Each record below is to be copied word for word, with pictures removed.
* START Supplied information *
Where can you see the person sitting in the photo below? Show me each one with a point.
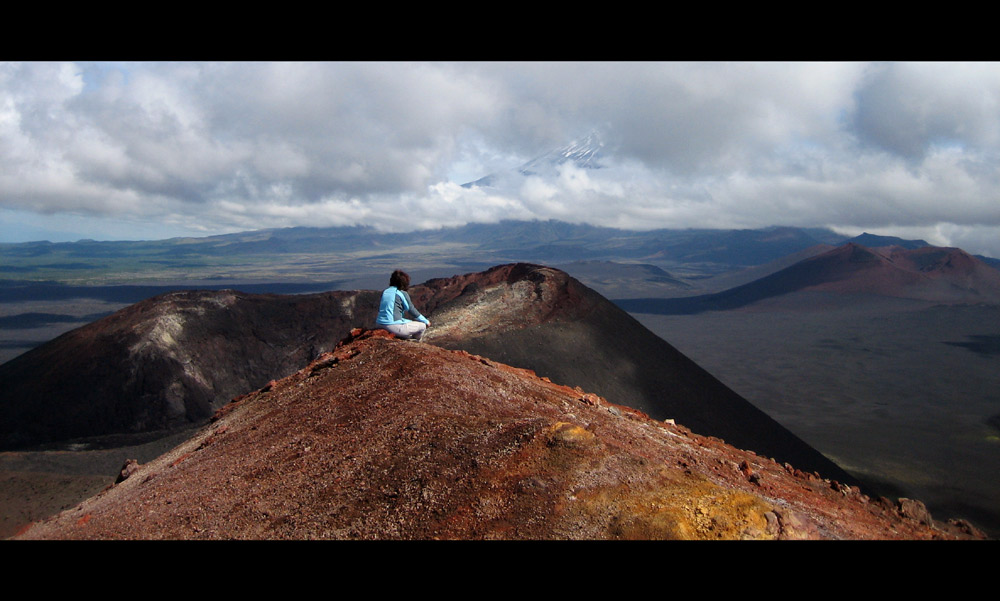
(395, 304)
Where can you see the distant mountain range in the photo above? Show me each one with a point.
(173, 360)
(472, 245)
(921, 272)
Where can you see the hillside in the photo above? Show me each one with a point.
(171, 361)
(947, 275)
(387, 439)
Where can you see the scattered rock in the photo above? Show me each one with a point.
(130, 467)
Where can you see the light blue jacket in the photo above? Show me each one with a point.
(394, 304)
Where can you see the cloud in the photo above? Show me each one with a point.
(217, 147)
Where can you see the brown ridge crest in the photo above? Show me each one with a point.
(386, 439)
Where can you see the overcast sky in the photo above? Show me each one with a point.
(157, 150)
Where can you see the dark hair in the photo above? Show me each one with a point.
(400, 279)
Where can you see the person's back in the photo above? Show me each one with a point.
(394, 304)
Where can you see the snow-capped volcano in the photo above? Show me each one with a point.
(584, 153)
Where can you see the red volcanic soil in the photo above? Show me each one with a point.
(172, 360)
(389, 439)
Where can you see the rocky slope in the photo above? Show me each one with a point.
(168, 361)
(174, 359)
(387, 439)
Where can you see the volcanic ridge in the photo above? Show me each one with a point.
(473, 434)
(390, 439)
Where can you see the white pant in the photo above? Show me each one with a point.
(410, 329)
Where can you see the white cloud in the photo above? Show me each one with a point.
(224, 146)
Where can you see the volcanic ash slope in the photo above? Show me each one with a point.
(384, 438)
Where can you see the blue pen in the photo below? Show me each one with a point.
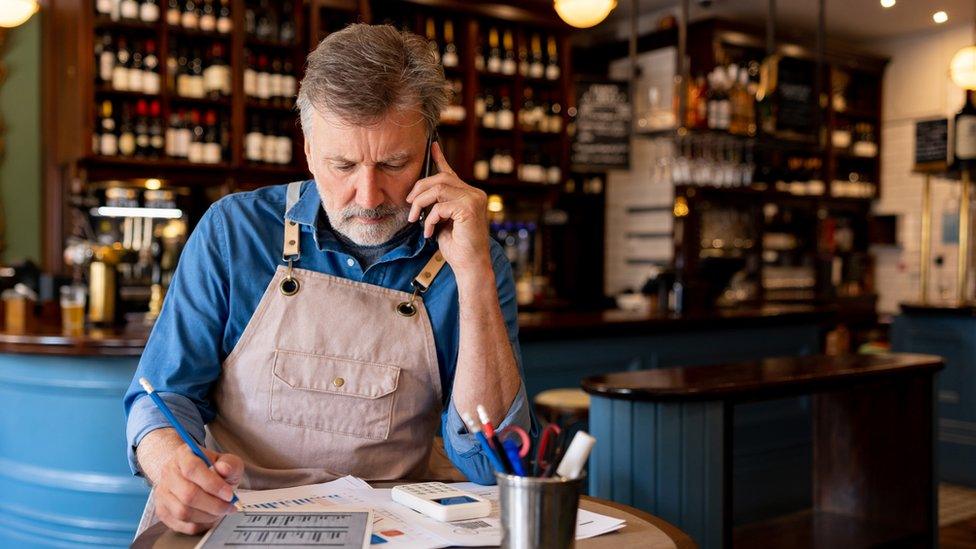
(496, 463)
(511, 448)
(161, 404)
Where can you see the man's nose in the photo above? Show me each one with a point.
(368, 194)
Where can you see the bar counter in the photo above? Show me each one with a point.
(71, 483)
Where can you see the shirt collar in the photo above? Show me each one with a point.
(308, 212)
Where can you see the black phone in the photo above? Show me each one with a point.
(425, 172)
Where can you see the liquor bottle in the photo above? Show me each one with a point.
(505, 118)
(450, 56)
(120, 72)
(254, 140)
(269, 142)
(173, 13)
(150, 64)
(431, 34)
(108, 140)
(184, 135)
(509, 66)
(106, 59)
(103, 7)
(190, 18)
(286, 29)
(494, 63)
(149, 11)
(274, 81)
(250, 75)
(208, 16)
(964, 141)
(283, 147)
(196, 151)
(195, 66)
(536, 68)
(224, 22)
(289, 85)
(490, 117)
(263, 81)
(211, 139)
(127, 136)
(141, 129)
(552, 69)
(129, 9)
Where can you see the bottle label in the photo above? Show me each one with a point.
(966, 138)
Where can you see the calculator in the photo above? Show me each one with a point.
(440, 501)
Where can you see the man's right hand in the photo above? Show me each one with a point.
(190, 497)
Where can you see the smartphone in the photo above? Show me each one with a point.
(427, 166)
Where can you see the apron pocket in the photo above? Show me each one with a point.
(332, 394)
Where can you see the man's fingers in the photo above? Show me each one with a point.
(440, 159)
(190, 494)
(197, 472)
(230, 467)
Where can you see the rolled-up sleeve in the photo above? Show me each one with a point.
(183, 354)
(461, 446)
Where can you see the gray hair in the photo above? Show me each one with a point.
(363, 72)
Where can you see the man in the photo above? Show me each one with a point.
(297, 327)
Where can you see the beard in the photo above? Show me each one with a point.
(389, 220)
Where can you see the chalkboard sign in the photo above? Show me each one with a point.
(797, 107)
(603, 122)
(931, 145)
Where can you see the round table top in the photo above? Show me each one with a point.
(642, 531)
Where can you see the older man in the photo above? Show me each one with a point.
(314, 327)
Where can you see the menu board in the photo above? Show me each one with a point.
(603, 123)
(797, 107)
(931, 145)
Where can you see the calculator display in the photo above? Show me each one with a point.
(455, 500)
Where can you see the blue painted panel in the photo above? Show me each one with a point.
(64, 480)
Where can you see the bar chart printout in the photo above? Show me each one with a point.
(340, 529)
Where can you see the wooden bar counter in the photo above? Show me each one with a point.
(667, 443)
(69, 482)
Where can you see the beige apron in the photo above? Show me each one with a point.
(329, 379)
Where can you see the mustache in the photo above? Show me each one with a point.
(383, 210)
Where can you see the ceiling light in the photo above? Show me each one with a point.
(584, 13)
(15, 12)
* END Supplied information *
__Finished task__
Where can you see the person sitting in the photo below? Show me each one with a point.
(395, 304)
Where can you see the distant mountain range in the photo above? Show me each one with a point.
(173, 360)
(472, 245)
(921, 272)
Where can you see the hillside in the photo above? Show me each one with a point.
(171, 361)
(947, 275)
(387, 439)
Where can you see the scattered rock in the photo above? Show me each one with a point.
(130, 467)
Where can you see the light blue jacket in the photo above? Show me each one with a point.
(394, 304)
Where can you see the cloud in the photo above? Show me each one with a point.
(217, 147)
Where can you see the brown ridge crest in the photo above? Show me each one with a point.
(386, 439)
Where can you see the overcast sky in the photo above? Show me each one with a point.
(157, 150)
Where can you see the dark hair in the photo above? Show me each one with a point.
(400, 279)
Where can you see the person's back in the photo above? Show me each one with a point.
(394, 304)
Where can you see the snow-capped volcano in the photo above? Show me each one with a point.
(584, 153)
Where can you see the red volcanic soil in the photo above? Show me each one with a point.
(172, 360)
(389, 439)
Where can you see the rocky slope in the photo above? Show me each one with a point.
(168, 361)
(174, 359)
(387, 439)
Where can you see the volcanic ridge in the photo above? Show me each one with a point.
(473, 434)
(390, 439)
Where can you see the white pant in the photo above? Show me each one with a point.
(410, 329)
Where can you see the white cloud in the photo above? Show me each one with a point.
(224, 146)
Where can you see the volcanic ash slope in the photo above? Show me each one with a point.
(384, 438)
Where can you see the blue pen in the photo below? Show me each one with a point.
(496, 463)
(511, 448)
(161, 404)
Where can you see the man's nose in the photo above? Show me each one with a point.
(368, 194)
Where can you see the bar counter in the photo above? Show me each one with a point.
(71, 483)
Where can you see the shirt collar in the photo above? Show me each one with a point.
(308, 212)
Where can you see the black phone in the photo above? Show me each one with a point.
(425, 172)
Where can you see the liquor bottle in the photo above? Show me each one with a point.
(505, 118)
(450, 56)
(120, 72)
(254, 140)
(269, 142)
(173, 13)
(150, 64)
(431, 34)
(108, 140)
(184, 135)
(509, 66)
(106, 59)
(103, 7)
(190, 18)
(286, 29)
(494, 63)
(149, 11)
(274, 81)
(250, 75)
(208, 16)
(964, 141)
(283, 147)
(196, 151)
(195, 66)
(536, 68)
(224, 22)
(289, 85)
(490, 117)
(263, 81)
(211, 139)
(127, 136)
(141, 129)
(552, 69)
(129, 9)
Where can you see the bottle label in the photo above? Show me each one with a point.
(966, 138)
Where can you see the calculator in the photo above? Show me each one with a point.
(440, 501)
Where can you see the man's right hand in the photo above? Show me each one with a point.
(190, 497)
Where can you see the smartphone in the photo above? Show me each one with a point.
(427, 166)
Where can you see the apron pocket in the photo above? Show me each one with a point.
(332, 394)
Where can you see the man's fingers in the photo above? Show me each one with a point.
(440, 159)
(190, 494)
(197, 472)
(230, 467)
Where can you see the rolled-up sleeve in the photo above? Show me each one with a point.
(183, 354)
(461, 446)
Where can you see the gray hair in the photo above? Show me each one with a point.
(363, 72)
Where can you see the man in the photo above? Show me each one with a point.
(297, 327)
Where can you see the beard in the photo above? Show me each one with a point.
(389, 220)
Where can you see the chalkboard sign in the photo above? Show me each one with a point.
(797, 107)
(603, 122)
(931, 145)
Where can you see the round table top in the photo above? Show me each one with a point.
(642, 531)
Where can you see the older man in the photo above? Show me each one with a point.
(314, 327)
Where can you see the menu board in the photo above? Show me each one with a point.
(603, 123)
(797, 107)
(931, 145)
Where can you see the calculator display in the photo above? Show me each one with a point.
(455, 500)
Where can you see the blue painted panel in the photo above? Show me each one with a point.
(64, 480)
Where can you see the bar chart printout in the photo above? Show me each one with a point.
(340, 529)
Where can you see the wooden bar counter in the photo above? Show me each one with a point.
(667, 443)
(69, 482)
Where can you see the beige apron in the photo above? Show me each one with a point.
(329, 379)
Where can you see the mustache in the photo above? Show me each one with a point.
(383, 210)
Where can you see the ceiling light in the photo above? Show me each one with a point.
(584, 13)
(15, 12)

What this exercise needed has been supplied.